### SET OF TASKS:
A: In the mailing-list post on version control, when did Eric stop updating his paper?
B: Pick up the mailing-list post on version control after its last sentence and continue it for a paragraph or two.

According to the Wayback Archive's record of the uvc-reviewers mailman
listinfo was open for anyone to join, and the archives were public,
which is why I don't mind sharing the archives with anyone who asks.

> > I'll include some of my writings on the subject from the uvc-reviewers
> > mailing list so folks can see where some of this discussion went last
> > time...  (All of this dates from January, 2008, when Eric was last
> > aggressively updating the paper in question.)
> 
> Thank you very much for those excerpts / fragments, even though
> I'd rather have your fresh comments either on current state of 
> "Understanding Version-Control Systems", or on my post.

My comments haven't changed; as you probably noted, I agree with you,
and my arguments largely parallel yours.  I was using a Reductio ad
absurdum argument to show that the same argument that claims that Git
is a primitive, hackish, SCM because it doesn't record user intention
vis-a-vis file renames could also be extended to say that use of all
current DSCM's amount to "Programming Malpractice" because they don't
allow the recording of higher level "user intentions" such as the
renaming of variables, functions, types, and class names.

My comments date from the very end of January 2008, when Eric stopped
updating his paper, and before he could start doing an extensive
description and evaluation of bzr, Mercurial and Git, so it's not
surprising that they are still relevant today.  I suspect that when he
picks up this draft again, and starts writing these sections covering
modern distributed SCM's, the sections for Mercurial, Git, Bzr,
et. al, will cause a huge amount of controversy, because even though
he is claiming to be unbaised, there is very clear in the draft to
date that he would very much like to draw a grand sweeping picture of
progress and evolution starting from "first generation systems" (RCS,
SCCS, et. al), to "second generation systems" (CVS, SVN, et. al), to
"third generation systems" (Arch, Monotone, git, Mercurial, etc.)

There are hints in the draft that he views "container identity" has
the next "evolutionary idea" which "more primitive" systems do not
have, and "more evolved" systems do have.  This can be seen from this
excerpt from his draft:

	First wrong assumption: Conflict resolution by merging is
	intractably difficult, so we'll have to settle for locking. It
	took at least fifteen and arguably twenty years for VCS
	designers to get shut of that one. But it's historical now.

### INFORMATION SUPPLIED:
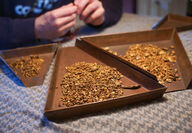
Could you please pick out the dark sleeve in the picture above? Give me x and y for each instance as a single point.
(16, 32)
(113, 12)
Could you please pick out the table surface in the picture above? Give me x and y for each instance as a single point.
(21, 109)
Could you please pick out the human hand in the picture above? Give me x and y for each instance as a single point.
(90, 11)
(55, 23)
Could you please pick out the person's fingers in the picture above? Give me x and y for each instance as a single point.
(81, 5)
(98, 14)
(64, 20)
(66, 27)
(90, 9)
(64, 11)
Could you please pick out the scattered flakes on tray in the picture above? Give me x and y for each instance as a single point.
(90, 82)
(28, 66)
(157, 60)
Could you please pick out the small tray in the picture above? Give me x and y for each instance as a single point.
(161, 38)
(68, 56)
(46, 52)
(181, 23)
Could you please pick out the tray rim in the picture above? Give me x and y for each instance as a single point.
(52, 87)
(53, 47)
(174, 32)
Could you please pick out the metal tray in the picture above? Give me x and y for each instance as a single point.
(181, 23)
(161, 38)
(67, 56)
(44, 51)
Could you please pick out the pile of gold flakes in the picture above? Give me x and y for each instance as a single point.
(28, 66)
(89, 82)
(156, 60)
...
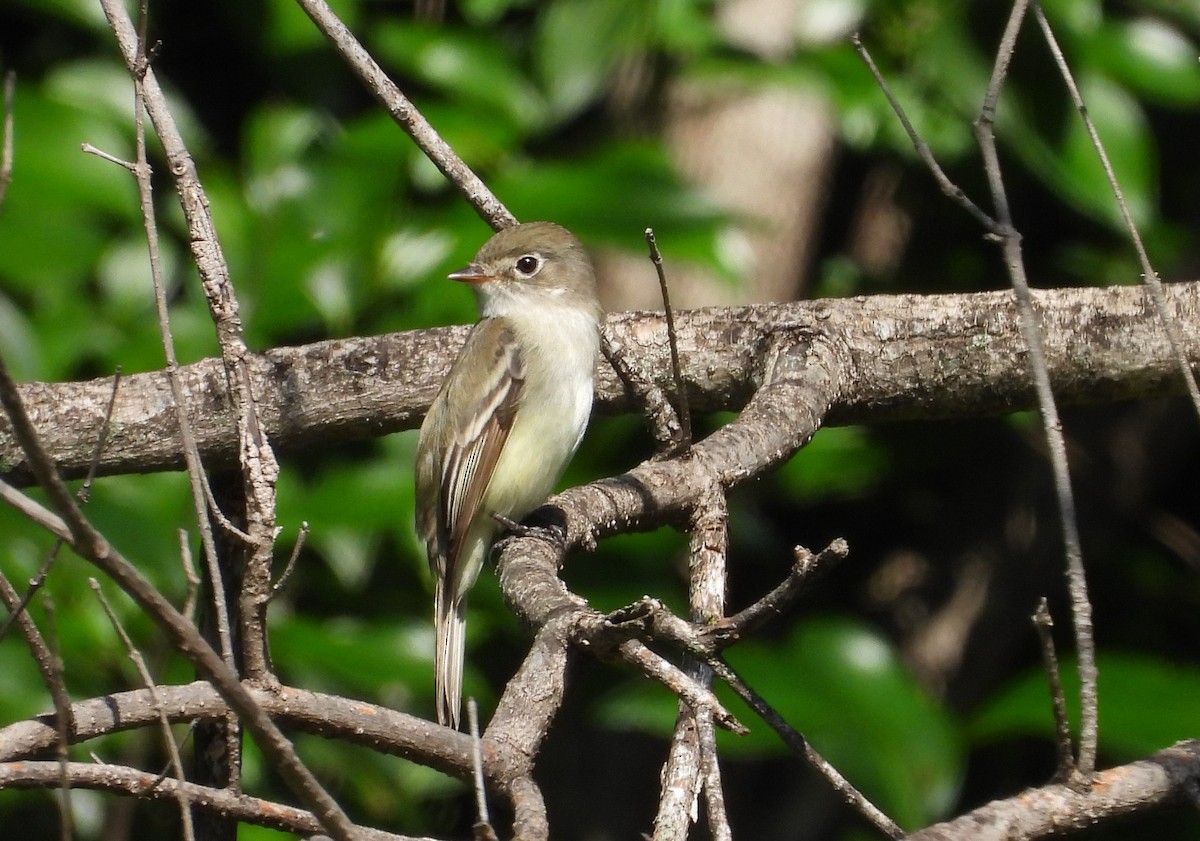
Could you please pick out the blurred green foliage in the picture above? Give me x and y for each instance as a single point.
--
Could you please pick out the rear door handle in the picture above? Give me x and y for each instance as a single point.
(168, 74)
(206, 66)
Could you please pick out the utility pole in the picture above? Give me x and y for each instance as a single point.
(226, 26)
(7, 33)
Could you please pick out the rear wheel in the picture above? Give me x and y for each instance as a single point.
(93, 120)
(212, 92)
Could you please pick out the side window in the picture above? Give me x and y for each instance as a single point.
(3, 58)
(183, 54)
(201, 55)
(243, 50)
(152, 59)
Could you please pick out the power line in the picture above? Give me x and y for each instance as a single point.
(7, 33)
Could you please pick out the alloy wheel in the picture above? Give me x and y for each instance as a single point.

### TASK-BY-TASK RESULTS:
A: He stopped at the very end of January 2008.

B:
	Second wrong assumption: Change history representation as a
	snapshot sequence is perfectly dual to the representation as
	change/add/delete/rename sequences.. This folk theorem is well
	expressed in the 2004 essay On Arch and Subversion. It is
	appealing, widely held, and dead wrong.

	File renames break the apparent symmetry. The failure of
	snapshot-based models to correctly address this has caused
	endless design failures, subtle bugs, and user misery.

So you can see that Eric seems to believe quite strongly that the
failure to track file renames is as fundamental an error as what he
terms the "First Wrong Assumption".  He later admits that the idea is
controversial, and that people are still "grapling" with it, but I
think he's tipped his hand about what he believes the ultimate correct
answer is with respect to this issue.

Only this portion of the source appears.